ЗАДАЧА 1 :: Перенесите все строки из блока ниже, а не цитируемый текст, вместе с формулировками заданий, уменьшив на 25 каждую координату x и y в ответах. Изображения в ответ не включайте.

Зная Яниса уже несколько лет (несколько — это больше пяти, дружище!), наблюдая Яниса в светской беседе, в совместном пении и распитии всего на свете, спящего на диванчике в ресторане на моей свадьбе, на большой сцене и его любимой уютной кухне, в компании замечательных балбесов и всех остальных друзей, невозможно не заметить:

а я такой, я тонкокожий –

не в переносном, а в прямом.

Да. Тонкокожий, тонкий. И еще — острый, многоугольный. А вот это — «Вас передашь одной/Ломаной, чёткой линией» — про него тоже, не только про А.А. Стоит на сцене, еще молчит, вот-вот начнет читать. Всматриваемся. Высокий, худой. Странная кофта с ковровым рисунком, джинсы, которые будто парят в воздухе (есть ли там ноги?). В этой одежде он как нарисованный. И шарф, обязательно. Волосы до плеч, слегка небрит. (Говорят, водолеи — это что-то среднее между безумным шляпником и Мэрилин Монро. Наш герой — и то и другое одновременно.) Итак, он читает. Голос — боюсь, что это так, дружище, — древесный. Потрескивание веток в костре, но переведенное на перманентный выразительный гул. И у каждого горящего дерева — свой тембр. Прокурен — да, но сохранил и краски, и диапазон. Читает всем телом — руками, лицом, вприсядку и вприпрыжку. Более того, его повседневная речь почти идентична его стихам. И как можно вычесть такого поэта из его же собственных текстов? Никак, много потеряем. Есть случаи, когда стихи стопроцентно могут без автора. Эти — конечно, сдюжат (ты бы употребил подобное слово, да ведь, Янис?), но им будет одиноко. Как и их создателю было бы без них. Безусловно, в данном случае обаяние личности — не вычитаемо, а вот метод? Его, собственно, нет у меня. Мешает пушистый комок дружеских чувств и сильное желание остаться субъективной. Впрочем, доверимся вышеупомянутому авторскому обаянию, с ним, как с аквалангом,  и будем погружаться в «Стихи 2005-2014».

СТРОКИ ДЛЯ ОБРАБОТКИ ::
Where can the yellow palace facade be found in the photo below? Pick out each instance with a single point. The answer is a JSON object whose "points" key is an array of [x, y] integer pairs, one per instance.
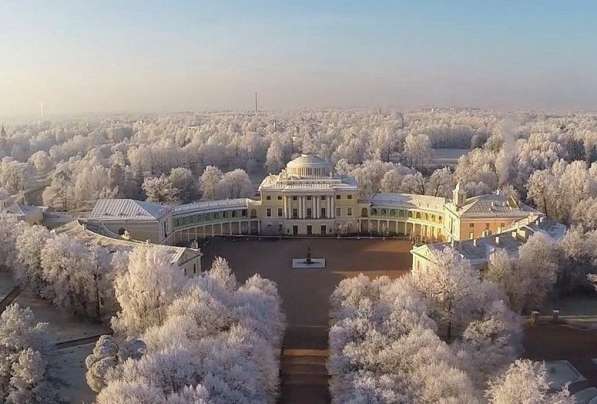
{"points": [[307, 199]]}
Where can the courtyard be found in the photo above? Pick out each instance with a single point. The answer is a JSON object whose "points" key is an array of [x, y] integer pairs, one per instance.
{"points": [[306, 292]]}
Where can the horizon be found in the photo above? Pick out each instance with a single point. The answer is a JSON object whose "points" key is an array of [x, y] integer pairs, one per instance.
{"points": [[104, 58]]}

ЗАДАЧА 2 :: Перескажите цитируемый текст о поэте Янисе в двух предложениях.

ОЖИДАЕМЫЙ ОТВЕТ 1 ::
Where can the yellow palace facade be found in the photo below? Pick out each instance with a single point. The answer is a JSON object whose "points" key is an array of [x, y] integer pairs, one per instance.
{"points": [[282, 174]]}
Where can the courtyard be found in the photo above? Pick out each instance with a single point. The answer is a JSON object whose "points" key is an array of [x, y] integer pairs, one per instance.
{"points": [[281, 267]]}
Where can the horizon be found in the photo above? Pick out each instance with a single point. The answer is a JSON object whose "points" key is an array of [x, y] integer pairs, one per instance.
{"points": [[79, 33]]}

ОЖИДАЕМЫЙ ОТВЕТ 2 :: Янис предстает высоким, худым, тонкокожим и острым человеком, который читает стихи всем телом и древесным голосом, а его повседневная речь почти идентична его стихам. Обаяние его личности из текстов не вычесть, поэтому в «Стихи 2005-2014» предлагается погружаться, доверившись этому обаянию.